start RECORDS SUPPLIED

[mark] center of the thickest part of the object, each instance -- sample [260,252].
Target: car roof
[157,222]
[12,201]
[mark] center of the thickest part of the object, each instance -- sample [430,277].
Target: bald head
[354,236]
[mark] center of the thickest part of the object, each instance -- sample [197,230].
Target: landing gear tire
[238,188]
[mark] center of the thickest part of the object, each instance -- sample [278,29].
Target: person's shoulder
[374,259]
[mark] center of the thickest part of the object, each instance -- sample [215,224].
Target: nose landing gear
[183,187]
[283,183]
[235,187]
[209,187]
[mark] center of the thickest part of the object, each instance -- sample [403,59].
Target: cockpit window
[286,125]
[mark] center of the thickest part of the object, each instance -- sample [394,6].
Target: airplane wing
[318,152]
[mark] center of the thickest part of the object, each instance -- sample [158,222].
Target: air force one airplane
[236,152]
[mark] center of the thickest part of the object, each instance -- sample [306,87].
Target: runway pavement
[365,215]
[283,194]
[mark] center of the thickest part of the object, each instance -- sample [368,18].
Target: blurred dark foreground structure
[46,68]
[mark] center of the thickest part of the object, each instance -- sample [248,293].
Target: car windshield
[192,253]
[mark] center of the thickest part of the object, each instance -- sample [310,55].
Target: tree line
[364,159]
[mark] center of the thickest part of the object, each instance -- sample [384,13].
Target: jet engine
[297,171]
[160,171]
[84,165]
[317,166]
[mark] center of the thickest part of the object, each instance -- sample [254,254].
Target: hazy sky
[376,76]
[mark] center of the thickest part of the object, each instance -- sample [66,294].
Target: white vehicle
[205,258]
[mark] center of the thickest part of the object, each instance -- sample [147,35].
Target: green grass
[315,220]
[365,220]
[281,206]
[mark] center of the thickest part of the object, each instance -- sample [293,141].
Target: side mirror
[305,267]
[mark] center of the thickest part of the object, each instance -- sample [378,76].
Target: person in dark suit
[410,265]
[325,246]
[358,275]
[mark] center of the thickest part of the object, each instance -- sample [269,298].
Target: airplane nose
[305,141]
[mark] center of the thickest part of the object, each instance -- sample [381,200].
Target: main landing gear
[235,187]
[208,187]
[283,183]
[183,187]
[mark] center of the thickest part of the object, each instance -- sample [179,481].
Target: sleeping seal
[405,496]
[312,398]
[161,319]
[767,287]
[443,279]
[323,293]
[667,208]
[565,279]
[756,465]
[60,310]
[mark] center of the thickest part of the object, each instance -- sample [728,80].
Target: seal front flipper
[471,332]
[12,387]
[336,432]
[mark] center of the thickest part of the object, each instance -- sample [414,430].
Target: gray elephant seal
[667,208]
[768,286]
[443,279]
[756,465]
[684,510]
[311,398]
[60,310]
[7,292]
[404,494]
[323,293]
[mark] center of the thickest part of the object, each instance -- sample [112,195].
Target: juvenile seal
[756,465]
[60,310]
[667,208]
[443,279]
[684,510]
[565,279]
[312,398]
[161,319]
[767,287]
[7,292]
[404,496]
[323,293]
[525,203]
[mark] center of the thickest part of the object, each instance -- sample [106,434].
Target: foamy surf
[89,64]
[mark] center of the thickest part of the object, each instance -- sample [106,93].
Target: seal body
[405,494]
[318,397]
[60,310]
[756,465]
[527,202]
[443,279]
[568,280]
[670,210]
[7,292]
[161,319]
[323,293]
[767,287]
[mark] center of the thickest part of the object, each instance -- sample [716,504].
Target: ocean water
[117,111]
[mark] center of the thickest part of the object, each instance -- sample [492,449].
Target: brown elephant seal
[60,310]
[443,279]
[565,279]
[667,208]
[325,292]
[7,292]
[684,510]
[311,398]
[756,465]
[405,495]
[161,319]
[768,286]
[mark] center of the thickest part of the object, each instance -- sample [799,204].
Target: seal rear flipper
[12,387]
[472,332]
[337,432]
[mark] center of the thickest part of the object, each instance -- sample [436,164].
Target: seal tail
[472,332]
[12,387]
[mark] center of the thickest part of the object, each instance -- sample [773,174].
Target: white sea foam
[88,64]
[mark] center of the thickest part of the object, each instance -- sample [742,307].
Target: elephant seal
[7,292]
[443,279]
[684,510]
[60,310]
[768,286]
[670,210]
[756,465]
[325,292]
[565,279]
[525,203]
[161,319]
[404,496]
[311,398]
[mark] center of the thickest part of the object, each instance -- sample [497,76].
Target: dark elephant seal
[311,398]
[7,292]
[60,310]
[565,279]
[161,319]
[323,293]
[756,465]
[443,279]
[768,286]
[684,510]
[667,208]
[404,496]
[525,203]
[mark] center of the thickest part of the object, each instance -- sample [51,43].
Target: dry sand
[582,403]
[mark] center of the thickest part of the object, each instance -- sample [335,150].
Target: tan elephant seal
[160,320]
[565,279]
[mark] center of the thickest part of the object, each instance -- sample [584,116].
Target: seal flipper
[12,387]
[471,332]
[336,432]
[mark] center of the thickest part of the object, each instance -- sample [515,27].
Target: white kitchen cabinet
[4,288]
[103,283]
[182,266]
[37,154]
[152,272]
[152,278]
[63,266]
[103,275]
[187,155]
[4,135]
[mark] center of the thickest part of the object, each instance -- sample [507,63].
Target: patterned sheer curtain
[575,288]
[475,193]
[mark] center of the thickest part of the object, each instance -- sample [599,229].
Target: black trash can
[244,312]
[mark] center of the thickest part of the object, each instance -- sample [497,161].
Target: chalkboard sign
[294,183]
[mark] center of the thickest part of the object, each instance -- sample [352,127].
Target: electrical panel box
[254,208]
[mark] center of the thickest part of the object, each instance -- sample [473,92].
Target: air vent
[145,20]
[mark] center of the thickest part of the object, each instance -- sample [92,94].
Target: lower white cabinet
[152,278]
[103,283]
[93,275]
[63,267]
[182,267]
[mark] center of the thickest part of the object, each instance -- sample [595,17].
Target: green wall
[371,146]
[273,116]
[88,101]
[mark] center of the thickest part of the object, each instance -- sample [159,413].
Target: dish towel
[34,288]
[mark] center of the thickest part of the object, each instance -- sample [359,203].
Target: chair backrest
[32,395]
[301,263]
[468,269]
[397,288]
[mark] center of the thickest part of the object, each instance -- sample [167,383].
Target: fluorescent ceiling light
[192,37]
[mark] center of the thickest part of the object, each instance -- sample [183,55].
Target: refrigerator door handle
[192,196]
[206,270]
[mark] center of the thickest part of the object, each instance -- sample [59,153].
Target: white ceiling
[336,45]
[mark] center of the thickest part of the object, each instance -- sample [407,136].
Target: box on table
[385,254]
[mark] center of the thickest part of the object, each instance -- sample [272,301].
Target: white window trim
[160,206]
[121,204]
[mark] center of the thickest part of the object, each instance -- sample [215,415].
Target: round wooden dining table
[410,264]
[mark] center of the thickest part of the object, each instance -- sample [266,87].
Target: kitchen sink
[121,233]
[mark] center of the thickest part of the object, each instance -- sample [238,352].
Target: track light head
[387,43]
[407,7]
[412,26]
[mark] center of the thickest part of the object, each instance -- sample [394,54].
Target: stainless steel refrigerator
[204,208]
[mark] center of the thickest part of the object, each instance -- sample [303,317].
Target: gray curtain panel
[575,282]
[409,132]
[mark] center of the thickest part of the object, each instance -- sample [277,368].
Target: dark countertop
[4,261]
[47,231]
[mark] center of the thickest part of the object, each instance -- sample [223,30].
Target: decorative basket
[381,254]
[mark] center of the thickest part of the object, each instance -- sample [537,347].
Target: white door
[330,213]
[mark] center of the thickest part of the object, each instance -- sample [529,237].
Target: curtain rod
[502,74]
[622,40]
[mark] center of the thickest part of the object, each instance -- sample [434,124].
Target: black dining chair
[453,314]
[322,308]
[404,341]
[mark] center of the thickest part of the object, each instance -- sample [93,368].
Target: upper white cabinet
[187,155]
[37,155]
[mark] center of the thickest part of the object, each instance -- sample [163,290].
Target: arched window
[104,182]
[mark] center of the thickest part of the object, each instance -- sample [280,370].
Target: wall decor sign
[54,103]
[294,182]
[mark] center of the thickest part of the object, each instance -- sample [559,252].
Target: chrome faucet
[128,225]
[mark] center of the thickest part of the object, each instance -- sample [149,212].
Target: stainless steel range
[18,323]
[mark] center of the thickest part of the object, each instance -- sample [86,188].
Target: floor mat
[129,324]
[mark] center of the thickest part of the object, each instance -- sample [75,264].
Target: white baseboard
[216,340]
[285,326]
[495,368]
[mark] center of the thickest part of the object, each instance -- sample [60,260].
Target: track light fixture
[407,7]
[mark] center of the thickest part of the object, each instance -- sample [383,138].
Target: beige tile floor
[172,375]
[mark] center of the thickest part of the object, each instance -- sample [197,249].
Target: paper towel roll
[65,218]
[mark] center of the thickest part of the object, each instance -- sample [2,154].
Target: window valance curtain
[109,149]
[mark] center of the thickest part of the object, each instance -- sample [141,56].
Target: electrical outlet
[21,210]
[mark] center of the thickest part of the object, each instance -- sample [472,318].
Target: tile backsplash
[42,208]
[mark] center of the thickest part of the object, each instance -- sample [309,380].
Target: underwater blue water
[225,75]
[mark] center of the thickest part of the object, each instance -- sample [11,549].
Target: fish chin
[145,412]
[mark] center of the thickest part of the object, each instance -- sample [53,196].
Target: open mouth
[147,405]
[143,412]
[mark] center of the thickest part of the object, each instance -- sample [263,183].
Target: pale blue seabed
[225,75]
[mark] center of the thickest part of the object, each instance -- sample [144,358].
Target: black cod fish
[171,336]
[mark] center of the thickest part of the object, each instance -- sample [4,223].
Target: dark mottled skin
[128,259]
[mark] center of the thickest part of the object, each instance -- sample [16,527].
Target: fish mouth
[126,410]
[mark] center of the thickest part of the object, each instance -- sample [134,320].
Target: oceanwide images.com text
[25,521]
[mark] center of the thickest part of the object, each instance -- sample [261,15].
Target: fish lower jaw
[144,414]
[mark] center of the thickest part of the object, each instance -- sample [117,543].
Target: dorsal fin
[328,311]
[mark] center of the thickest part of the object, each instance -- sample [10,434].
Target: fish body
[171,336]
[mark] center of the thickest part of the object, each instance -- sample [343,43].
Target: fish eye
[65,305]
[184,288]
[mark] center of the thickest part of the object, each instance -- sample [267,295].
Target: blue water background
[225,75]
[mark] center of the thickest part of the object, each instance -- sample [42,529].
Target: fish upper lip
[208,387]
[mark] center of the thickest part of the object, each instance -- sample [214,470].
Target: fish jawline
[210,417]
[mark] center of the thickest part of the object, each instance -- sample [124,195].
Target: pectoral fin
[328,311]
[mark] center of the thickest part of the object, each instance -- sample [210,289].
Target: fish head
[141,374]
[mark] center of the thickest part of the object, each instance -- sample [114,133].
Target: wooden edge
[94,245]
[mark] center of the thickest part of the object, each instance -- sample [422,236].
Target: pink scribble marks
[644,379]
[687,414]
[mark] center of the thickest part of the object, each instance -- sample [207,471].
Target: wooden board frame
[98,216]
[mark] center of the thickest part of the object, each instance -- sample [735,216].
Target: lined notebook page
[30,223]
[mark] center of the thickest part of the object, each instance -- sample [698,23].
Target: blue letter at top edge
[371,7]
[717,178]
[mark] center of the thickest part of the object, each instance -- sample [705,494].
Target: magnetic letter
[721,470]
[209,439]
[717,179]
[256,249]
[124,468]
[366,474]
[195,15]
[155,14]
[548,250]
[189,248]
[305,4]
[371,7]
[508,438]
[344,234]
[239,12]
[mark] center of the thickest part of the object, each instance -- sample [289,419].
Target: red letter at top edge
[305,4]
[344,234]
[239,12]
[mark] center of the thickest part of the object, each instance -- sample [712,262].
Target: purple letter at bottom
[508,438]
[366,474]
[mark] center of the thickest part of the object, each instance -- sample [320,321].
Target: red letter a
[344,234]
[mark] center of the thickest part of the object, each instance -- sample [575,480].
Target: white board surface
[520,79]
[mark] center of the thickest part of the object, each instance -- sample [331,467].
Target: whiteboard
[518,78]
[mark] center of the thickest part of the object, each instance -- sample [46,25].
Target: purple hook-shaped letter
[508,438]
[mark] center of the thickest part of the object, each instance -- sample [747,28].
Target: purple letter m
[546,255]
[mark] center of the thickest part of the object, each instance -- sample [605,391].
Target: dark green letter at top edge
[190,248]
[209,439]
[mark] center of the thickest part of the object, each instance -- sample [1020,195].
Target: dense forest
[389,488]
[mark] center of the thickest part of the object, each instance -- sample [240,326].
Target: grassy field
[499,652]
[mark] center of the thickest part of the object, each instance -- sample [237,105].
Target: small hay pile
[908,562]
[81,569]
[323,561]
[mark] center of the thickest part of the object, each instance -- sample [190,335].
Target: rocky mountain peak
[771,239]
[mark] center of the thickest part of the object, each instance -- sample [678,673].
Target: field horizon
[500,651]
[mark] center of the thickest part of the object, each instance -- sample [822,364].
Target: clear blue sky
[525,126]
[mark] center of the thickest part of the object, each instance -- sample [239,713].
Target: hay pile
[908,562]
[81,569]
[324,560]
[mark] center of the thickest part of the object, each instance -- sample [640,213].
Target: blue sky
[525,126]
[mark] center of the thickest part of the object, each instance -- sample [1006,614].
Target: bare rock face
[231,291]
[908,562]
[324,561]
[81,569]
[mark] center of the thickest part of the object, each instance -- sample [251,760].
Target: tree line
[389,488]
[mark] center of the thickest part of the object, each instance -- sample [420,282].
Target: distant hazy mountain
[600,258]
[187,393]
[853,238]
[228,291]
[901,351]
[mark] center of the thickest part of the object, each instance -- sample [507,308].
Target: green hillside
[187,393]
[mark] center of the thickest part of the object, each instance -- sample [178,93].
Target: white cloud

end RECORDS SUPPLIED

◆ PROBLEM STATEMENT: Starting with the line that contains "-- sample [239,713].", output every line through the end of the listing above, unchanged.

◆ EXERCISE RESULT:
[mark] center of the thickest part of the object, each instance -- sample [239,713].
Target: hay pile
[908,562]
[81,569]
[324,560]
[mark] center of the thickest part of the object, each instance -- sample [640,213].
Target: blue sky
[525,126]
[mark] center of the thickest part of the object, each instance -- sample [1006,614].
Target: bare rock face
[231,291]
[908,562]
[324,561]
[81,569]
[mark] center of the thickest part of the object, each instance -- sample [251,760].
Target: tree line
[389,488]
[mark] center of the thickest part of the object, each instance -- sample [420,282].
Target: distant hazy mountain
[600,258]
[187,393]
[853,238]
[228,291]
[901,351]
[mark] center of the thickest part of the object, each instance -- sample [507,308].
Target: green hillside
[187,393]
[mark] center of the thickest part of the object, each instance -- sample [178,93].
Target: white cloud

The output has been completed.